• _Your task_: Exact copies of the records below are required.

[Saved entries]
==============================
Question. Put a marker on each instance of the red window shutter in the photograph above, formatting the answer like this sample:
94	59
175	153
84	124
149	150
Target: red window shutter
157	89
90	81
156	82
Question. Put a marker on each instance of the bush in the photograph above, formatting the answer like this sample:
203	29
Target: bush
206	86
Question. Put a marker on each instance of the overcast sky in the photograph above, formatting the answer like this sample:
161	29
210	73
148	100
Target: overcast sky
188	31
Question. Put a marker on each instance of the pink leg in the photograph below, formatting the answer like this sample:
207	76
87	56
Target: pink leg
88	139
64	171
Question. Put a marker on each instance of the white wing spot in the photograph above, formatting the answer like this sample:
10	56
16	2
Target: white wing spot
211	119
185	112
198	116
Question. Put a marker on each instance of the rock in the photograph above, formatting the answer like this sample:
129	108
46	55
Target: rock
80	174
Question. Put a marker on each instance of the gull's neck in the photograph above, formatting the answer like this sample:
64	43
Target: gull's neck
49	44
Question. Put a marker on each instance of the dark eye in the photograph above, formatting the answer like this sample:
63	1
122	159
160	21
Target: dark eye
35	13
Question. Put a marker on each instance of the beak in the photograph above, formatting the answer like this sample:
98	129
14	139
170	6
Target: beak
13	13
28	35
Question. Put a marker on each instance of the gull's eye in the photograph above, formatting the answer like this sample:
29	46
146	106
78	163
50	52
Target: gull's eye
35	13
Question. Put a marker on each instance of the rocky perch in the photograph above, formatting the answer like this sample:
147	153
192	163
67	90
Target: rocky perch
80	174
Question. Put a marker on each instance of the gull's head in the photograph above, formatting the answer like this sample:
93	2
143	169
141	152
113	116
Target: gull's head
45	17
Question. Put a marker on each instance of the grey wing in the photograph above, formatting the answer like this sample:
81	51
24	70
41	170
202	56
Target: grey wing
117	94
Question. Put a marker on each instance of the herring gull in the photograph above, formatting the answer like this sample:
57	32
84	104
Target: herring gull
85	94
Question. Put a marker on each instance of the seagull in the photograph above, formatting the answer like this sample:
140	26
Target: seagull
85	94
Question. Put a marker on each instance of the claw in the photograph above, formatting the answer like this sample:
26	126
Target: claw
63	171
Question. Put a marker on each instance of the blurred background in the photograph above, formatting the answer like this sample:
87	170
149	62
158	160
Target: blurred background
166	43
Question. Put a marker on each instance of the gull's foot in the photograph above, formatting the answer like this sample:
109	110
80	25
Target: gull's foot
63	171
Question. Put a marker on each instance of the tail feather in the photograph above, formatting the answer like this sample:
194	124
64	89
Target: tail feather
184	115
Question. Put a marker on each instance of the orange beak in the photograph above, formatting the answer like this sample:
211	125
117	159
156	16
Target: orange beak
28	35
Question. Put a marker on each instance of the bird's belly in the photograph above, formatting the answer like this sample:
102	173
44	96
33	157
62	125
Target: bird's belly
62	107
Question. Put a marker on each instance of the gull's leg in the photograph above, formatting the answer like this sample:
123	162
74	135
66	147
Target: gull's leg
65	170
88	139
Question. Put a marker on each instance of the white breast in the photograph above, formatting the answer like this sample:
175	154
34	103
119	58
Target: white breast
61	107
==============================
• _Solution for this task_:
Question. Put a marker on each instance of the red window shutter in the photograph above, formatting the answer like this sample:
94	59
175	153
84	124
149	150
Target: red window shutter
157	89
90	81
156	82
Question. Put a marker on each instance of the bush in the photograph above, formatting the answer like this sample:
203	29
Target: bush
206	86
Question. Put a marker on each instance of the overcast sky in the photograph above, formatting the answer like this sample:
161	29
210	73
148	100
Target: overcast sky
188	31
Question. Put a marker on each instance of the pink leg in the photograph below, formatting the answer like this sample:
207	76
87	56
Target: pink leg
88	139
64	171
Question. Put a marker on each instance of the white wing spot in the photograph above, formatting the answer like this sample:
10	56
16	2
Target: white wing spot
211	119
185	112
198	116
Question. Put a marker on each instance of the rock in the photograph above, formatting the answer like this sample:
129	108
46	55
Target: rock
80	174
Question. Put a marker on each instance of the gull's neck in the photograph above, formatting the answer like this sample:
64	43
Target: gull's neck
49	44
Question. Put a marker on each instance of the dark eye in the photograph above, formatting the answer like this sample:
63	1
122	159
160	21
Target: dark eye
35	13
Question. Put a marker on each instance of the beak in the photograph above, formatting the answer like this sample:
98	129
14	139
170	6
Target: beak
13	13
28	35
Question. Put a marker on each instance of the gull's eye in the photograph above, formatting the answer like this sample:
29	46
146	106
78	163
50	52
Target: gull's eye
35	13
Question. Put a marker on each instance of the rocky perch in the photograph above, formatting the answer like this sample:
147	153
192	163
67	90
Target: rocky perch
80	174
Question. Put a marker on each instance of the gull's head in the photograph above, formatting the answer like this sample:
93	2
143	169
141	152
113	116
Target: gull's head
45	17
Question. Put a marker on each instance of the grey wing in the photograph above, formatting the answer like this sample:
81	51
24	70
41	170
202	56
Target: grey wing
117	94
Question. Put a marker on each instance of the herring gull in the photograph above, formatting the answer like this sample:
57	32
84	104
Target: herring gull
85	94
Question. Put a marker on each instance of the seagull in the photograph above, formatting the answer like this sample:
140	26
Target: seagull
85	94
Question. Put a marker on each instance of the claw in the photograph above, formatting the answer like this sample:
26	126
Target: claw
63	171
Question. Put a marker on each instance of the blurred background in the photograph above, formatting the answer like this sample:
87	170
149	62
158	160
Target: blurred background
166	43
Question. Put a marker on each instance of the gull's foot in the photograph above, formatting the answer like this sample:
109	110
80	25
Target: gull's foot
63	171
Question. Put a marker on each instance of the tail feather in the photograph above, formatting the answer like this sample:
194	124
64	89
Target: tail feather
184	115
Question. Put a marker on each instance of the orange beak in the photograph above, formatting the answer like this sample:
211	125
117	159
156	16
Target: orange beak
28	35
Question. Put a marker on each instance of the bird's belly in the photograph above, formatting the answer like this sample:
102	173
44	96
33	157
62	125
Target: bird's belly
62	107
Question. Put a marker on each instance of the gull's leg in the photograph above, formatting the answer like this sample:
123	162
74	135
66	147
Target: gull's leg
65	170
88	139
Question. Put a marker on each instance of the white breast in the photograph above, formatting the answer like this sample:
175	154
34	103
119	58
Target: white breast
61	107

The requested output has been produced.